WHAT NEEDS TO BE DONE
Reproduce each entry below verbatim.
▬▬▬▬▬▬▬▬▬▬
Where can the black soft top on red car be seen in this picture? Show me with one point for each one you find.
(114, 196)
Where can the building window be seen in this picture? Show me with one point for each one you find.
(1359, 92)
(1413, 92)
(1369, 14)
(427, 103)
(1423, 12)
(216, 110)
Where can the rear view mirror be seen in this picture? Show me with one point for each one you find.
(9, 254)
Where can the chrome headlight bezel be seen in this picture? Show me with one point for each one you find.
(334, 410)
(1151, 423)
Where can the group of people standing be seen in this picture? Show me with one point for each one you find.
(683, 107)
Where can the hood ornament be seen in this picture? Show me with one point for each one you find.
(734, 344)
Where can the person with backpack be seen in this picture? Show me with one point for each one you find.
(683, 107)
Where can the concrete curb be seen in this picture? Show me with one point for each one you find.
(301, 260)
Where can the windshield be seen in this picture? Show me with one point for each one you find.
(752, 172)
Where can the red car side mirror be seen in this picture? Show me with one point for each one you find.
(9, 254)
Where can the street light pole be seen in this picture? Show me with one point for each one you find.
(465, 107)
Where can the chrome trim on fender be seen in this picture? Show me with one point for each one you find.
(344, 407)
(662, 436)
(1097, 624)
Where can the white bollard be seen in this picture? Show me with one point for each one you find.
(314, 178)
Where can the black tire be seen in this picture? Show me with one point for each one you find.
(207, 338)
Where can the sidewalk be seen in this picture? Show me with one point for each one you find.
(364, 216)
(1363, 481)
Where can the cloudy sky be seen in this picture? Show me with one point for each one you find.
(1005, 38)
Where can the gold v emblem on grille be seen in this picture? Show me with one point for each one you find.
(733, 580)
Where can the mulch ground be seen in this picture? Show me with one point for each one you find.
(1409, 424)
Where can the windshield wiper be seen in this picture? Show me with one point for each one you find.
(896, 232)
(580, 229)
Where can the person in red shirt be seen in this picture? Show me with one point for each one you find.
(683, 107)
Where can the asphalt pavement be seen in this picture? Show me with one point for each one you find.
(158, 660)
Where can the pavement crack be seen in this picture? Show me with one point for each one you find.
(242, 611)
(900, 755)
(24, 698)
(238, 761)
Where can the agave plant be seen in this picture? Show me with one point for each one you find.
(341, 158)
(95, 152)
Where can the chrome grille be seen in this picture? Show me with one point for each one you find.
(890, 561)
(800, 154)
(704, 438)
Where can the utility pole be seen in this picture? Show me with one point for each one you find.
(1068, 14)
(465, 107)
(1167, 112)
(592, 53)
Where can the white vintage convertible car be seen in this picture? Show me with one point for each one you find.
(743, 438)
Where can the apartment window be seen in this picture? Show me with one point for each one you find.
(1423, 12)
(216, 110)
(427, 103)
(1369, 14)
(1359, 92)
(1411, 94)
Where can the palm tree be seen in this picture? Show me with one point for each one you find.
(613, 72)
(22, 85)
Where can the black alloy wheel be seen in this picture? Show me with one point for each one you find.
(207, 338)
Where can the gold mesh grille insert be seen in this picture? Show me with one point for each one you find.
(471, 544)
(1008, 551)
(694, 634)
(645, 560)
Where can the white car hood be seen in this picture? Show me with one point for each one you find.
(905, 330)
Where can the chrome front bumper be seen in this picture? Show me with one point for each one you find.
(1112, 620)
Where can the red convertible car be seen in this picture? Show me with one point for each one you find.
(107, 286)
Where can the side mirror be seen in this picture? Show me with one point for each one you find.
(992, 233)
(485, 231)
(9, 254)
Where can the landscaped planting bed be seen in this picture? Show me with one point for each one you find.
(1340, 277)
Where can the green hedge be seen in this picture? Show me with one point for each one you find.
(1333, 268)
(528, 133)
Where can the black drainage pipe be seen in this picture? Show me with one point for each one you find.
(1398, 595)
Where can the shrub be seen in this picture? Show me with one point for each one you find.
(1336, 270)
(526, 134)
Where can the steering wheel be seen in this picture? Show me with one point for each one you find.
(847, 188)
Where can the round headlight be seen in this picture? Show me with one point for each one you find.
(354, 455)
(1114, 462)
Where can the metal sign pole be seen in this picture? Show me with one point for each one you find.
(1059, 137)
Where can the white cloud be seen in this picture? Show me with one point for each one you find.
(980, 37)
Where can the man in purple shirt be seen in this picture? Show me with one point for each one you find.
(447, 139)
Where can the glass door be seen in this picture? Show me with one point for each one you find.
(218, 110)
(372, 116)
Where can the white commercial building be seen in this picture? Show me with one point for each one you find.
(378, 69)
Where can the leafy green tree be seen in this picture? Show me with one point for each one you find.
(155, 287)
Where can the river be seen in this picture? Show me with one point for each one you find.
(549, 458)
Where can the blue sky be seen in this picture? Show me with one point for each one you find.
▬▬▬▬▬▬▬▬▬▬
WRITTEN SOLUTION
Where can the black soft top on red car be seen in this picture? Show me with one point for each one you find.
(114, 196)
Where can the building window be seen in this picture? Show me with one point for each one you find.
(1359, 92)
(1413, 92)
(1369, 14)
(427, 103)
(1423, 12)
(216, 110)
Where can the rear view mirror be seen in this picture? Show me with one point for each one you find.
(9, 254)
Where can the chrome headlight bezel be seen in this picture? Show me with one point for each one you find.
(334, 410)
(1151, 423)
Where can the group of people standing be seen in this picture? Show me with one point for each one you find.
(683, 107)
Where can the hood ornament be seen in this picture? Show me with one point for each one you find.
(734, 344)
Where can the person with backpack be seen in this picture? Show me with one point for each one you find.
(683, 107)
Where can the concrete curb be seen in this picture? Show me with one point for each one you find.
(301, 260)
Where can the windshield be seen in this picture? Show me with one point for each one you find.
(752, 172)
Where can the red car side mirror be seen in this picture? Show me with one point for each one you find.
(9, 254)
Where can the street light pole be seen in this picture? Show me with one point for each one you find.
(465, 107)
Where can the chrome trim on fender be seen in this picture? Show me with one point for each one you find.
(344, 407)
(662, 436)
(1097, 624)
Where can the white bollard be seen in this picture? Show me with one point for each one you find.
(314, 178)
Where can the black tire be seen in this picture? Show me with one point for each one you find.
(207, 338)
Where can the sidewalk be seen in this picture? Show me with one point for each one you find.
(364, 216)
(1363, 481)
Where can the cloudy sky be seen in this picture? Show me with one point for each one you find.
(1005, 38)
Where can the gold v emblem on grille be seen in this picture? Show me with one point for each one you find.
(733, 580)
Where can the mulch ground be seen in this picture? Show me with one point for each one you find.
(1409, 424)
Where can the windshield wiper be seen in this picture? Show me with one point for each one you find.
(896, 232)
(580, 229)
Where can the person in red shirt be seen in this picture? Show me with one point for each one you find.
(683, 107)
Where can the asphalt pavement be seen in this picture? Show me with one point for each one you find.
(158, 660)
Where can the pavement crack be seen in this picture? Show me with one point for each one you find.
(242, 611)
(900, 755)
(24, 698)
(238, 761)
Where can the agave plant be seen in this picture? Show me with one point for each one you find.
(341, 158)
(95, 152)
Where can the chrome grille be seen in this picture? Show me with one point for each one you find.
(890, 561)
(800, 154)
(704, 438)
Where can the utility pole be seen in this picture? Show me with one point for each one you find.
(1068, 14)
(465, 107)
(1167, 112)
(592, 53)
Where can the white vintage convertible car be seen in this picture? Show me with one point for each one you find.
(743, 438)
Where can the apartment window be seen in this picture? Show me with one point for each one you find.
(1423, 12)
(216, 110)
(427, 103)
(1369, 14)
(1359, 92)
(1411, 94)
Where can the palm tree be seen in this picture? Show me with one point for each one you find.
(613, 72)
(22, 85)
Where can the black alloy wheel be seen in this picture? Show me with one point for each one you find.
(207, 338)
Where can the gold mesh grille insert be seen in this picture? Show me with one point for each one you find.
(471, 544)
(1008, 551)
(694, 634)
(645, 560)
Where can the white car hood be seen in this picture? Show me with one point for each one you find.
(905, 330)
Where can the chrome front bumper be seen in this picture? Show me with one point for each one you find.
(1112, 620)
Where can the red convertible car be seen in this picture? Show me with one point for each one you find.
(107, 286)
Where can the side mirror be seen in this picture? Show me with one point for each one you find.
(992, 233)
(485, 231)
(9, 254)
Where can the landscaped planting bed be seen in this picture? Show me with one point for each one you find.
(1340, 277)
Where can the green hedge be seen in this picture? Show me with one point for each one you find.
(1333, 268)
(528, 133)
Where can the black drainage pipe be seen in this picture? Show me with one point for each one you find.
(1398, 595)
Where can the shrub be seen in this picture? Show me with one point for each one you find.
(1336, 270)
(526, 134)
Where can the steering wheel be seen in this picture? Show me with one point for each one you find.
(847, 188)
Where can the round headlight be seen in this picture? Show me with one point for each one you find.
(354, 455)
(1114, 462)
Where can the metal sign pole be seen in this picture? Show me with one point for each one you find.
(1059, 137)
Where can the white cloud be seen in this picture? Show me with one point for each one you find.
(980, 37)
Where can the man in purple shirt be seen in this picture? Show me with one point for each one you find.
(447, 139)
Where can the glass door be seen in this picture? Show me with one point for each one you find.
(218, 110)
(372, 116)
Where can the white commercial building be seen in this picture? Show me with one point for each one you find.
(378, 69)
Where can the leafy green tree be seen in this picture? Show me with one point for each one you find.
(155, 287)
Where can the river be seen in this picture? Show me with one point for each one you find.
(549, 458)
Where can the blue sky be seen in this picture? Show me with one point for each one you find.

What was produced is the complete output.